- _SELECTED TEXT_
----

The intercept is often reported but not interpreted because it does not usually contribute much to answering the research question.


::: {.callout #rep-chap09-lm9.1-2}
## Interpretation of the linear regression model `lm9.1` after statistical significance and confidence intervals (second draft)

The percentage of uninsured residents in a county is a statistically significant predictor of the distance to the nearest syringe program (b = 7.82; p < .05). For every 1% increase in uninsured residents in a county, the predicted distance to the nearest syringe program increases by 7.82 miles. The value of the slope in the sample is 7.82, and the value of the slope is likely between 6.30 and 9.34 in the population that the sample came from (95% CI: 6.30–9.34). With every 1% increase in uninsured residents in a county, the nearest syringe program is between 6.30 and 9.34 more miles away. These results suggest that counties with a larger percentage of uninsured are farther from this resource, which may exacerbate existing health disparities.

----

- _RECORD EXCERPTS_
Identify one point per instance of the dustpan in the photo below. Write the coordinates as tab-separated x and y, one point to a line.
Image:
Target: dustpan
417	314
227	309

----

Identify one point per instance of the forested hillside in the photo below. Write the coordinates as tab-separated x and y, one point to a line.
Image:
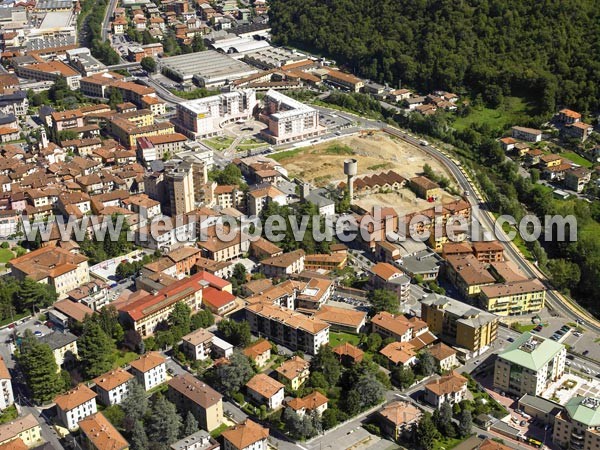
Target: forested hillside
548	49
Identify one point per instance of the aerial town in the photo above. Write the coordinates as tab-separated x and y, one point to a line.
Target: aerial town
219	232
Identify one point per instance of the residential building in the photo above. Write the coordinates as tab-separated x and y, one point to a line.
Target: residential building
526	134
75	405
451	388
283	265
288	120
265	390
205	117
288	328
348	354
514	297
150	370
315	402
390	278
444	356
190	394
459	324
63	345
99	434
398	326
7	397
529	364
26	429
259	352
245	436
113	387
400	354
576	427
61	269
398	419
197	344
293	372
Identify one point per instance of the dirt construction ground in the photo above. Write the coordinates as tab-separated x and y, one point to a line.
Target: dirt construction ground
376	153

----

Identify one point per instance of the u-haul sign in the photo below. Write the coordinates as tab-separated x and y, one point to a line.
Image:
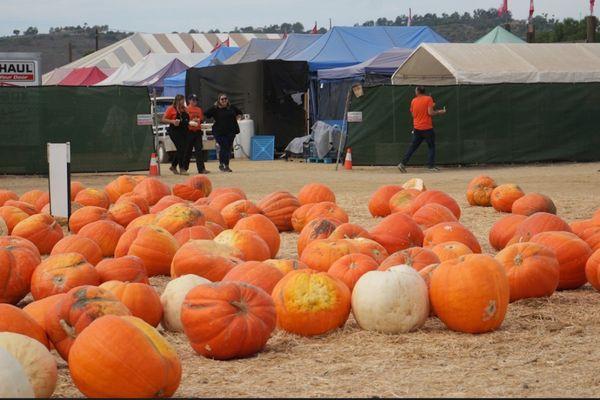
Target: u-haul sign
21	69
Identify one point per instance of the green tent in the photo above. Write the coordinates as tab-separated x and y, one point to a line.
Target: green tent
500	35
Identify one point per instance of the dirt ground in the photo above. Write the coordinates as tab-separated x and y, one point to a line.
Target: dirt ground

----

- _SET TASKS_
[1] In the regression interpretation, what range is given as the 95% confidence interval for the slope?
[2] Select every line in the listing that contains the word "forested", treating case as significant.

- _EXPECTED RESPONSES_
[1] 6.30 to 9.34

[2]
Identify one point per instance of the forested hillside in the photo below. Write the coordinates as tab-separated x and y, one point to a line.
Target: forested hillside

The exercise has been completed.